● Çalışma malzemesi
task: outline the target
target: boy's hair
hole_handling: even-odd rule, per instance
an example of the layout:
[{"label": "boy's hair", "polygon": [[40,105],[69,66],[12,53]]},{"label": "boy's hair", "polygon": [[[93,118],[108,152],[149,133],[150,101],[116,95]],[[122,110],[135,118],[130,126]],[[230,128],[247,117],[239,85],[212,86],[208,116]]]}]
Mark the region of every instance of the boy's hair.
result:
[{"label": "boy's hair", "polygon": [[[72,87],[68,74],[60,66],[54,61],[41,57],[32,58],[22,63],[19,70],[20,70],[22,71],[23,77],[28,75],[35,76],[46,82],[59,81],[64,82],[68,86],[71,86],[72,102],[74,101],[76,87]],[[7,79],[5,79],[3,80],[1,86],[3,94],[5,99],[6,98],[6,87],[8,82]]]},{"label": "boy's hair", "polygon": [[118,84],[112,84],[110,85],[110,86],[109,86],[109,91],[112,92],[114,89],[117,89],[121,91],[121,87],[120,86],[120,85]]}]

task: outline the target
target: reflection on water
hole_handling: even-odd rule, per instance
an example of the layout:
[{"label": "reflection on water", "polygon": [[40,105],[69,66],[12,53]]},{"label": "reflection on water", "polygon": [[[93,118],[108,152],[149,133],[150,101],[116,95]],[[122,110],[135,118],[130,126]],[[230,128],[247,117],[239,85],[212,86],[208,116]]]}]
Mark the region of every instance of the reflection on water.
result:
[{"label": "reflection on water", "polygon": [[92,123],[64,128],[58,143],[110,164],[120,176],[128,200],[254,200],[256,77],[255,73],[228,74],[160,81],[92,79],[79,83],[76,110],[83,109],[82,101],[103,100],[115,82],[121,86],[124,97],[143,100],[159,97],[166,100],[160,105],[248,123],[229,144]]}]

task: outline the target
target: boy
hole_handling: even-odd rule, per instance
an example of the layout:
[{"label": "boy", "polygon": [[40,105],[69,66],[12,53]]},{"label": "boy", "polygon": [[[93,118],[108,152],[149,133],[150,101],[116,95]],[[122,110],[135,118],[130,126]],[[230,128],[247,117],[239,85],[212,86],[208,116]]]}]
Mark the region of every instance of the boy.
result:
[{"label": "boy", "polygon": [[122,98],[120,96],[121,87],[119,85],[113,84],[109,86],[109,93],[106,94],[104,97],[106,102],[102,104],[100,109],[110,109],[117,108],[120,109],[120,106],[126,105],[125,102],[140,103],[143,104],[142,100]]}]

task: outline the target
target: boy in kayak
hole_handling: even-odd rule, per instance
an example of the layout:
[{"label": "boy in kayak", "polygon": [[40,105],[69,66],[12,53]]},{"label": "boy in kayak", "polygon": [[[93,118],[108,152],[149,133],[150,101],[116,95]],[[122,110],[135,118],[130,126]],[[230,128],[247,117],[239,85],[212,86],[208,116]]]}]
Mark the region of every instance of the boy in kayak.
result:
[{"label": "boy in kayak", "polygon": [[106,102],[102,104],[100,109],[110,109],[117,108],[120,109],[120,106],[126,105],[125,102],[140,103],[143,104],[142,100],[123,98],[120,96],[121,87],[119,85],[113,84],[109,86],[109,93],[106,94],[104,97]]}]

● Görevin amacı
Yukarıdaki satırlardan "water" kelimesini içerenlerin hepsini olduğu gibi ayıkla. Büyük ve küçük harf farkı önemlidir.

● Görevin sonucu
target: reflection on water
[{"label": "reflection on water", "polygon": [[40,105],[69,66],[12,53]]},{"label": "reflection on water", "polygon": [[[93,118],[108,152],[149,133],[150,101],[116,95]],[[122,110],[135,118],[130,126]],[[230,128],[247,117],[239,85],[212,86],[208,116]]]}]
Mark the region of every instance of the reflection on water.
[{"label": "reflection on water", "polygon": [[92,123],[64,128],[58,143],[110,164],[120,176],[128,200],[254,200],[256,77],[255,73],[228,74],[160,81],[92,79],[79,83],[76,110],[83,109],[82,101],[103,100],[115,82],[121,86],[124,97],[143,100],[159,97],[166,100],[160,105],[248,123],[229,144]]}]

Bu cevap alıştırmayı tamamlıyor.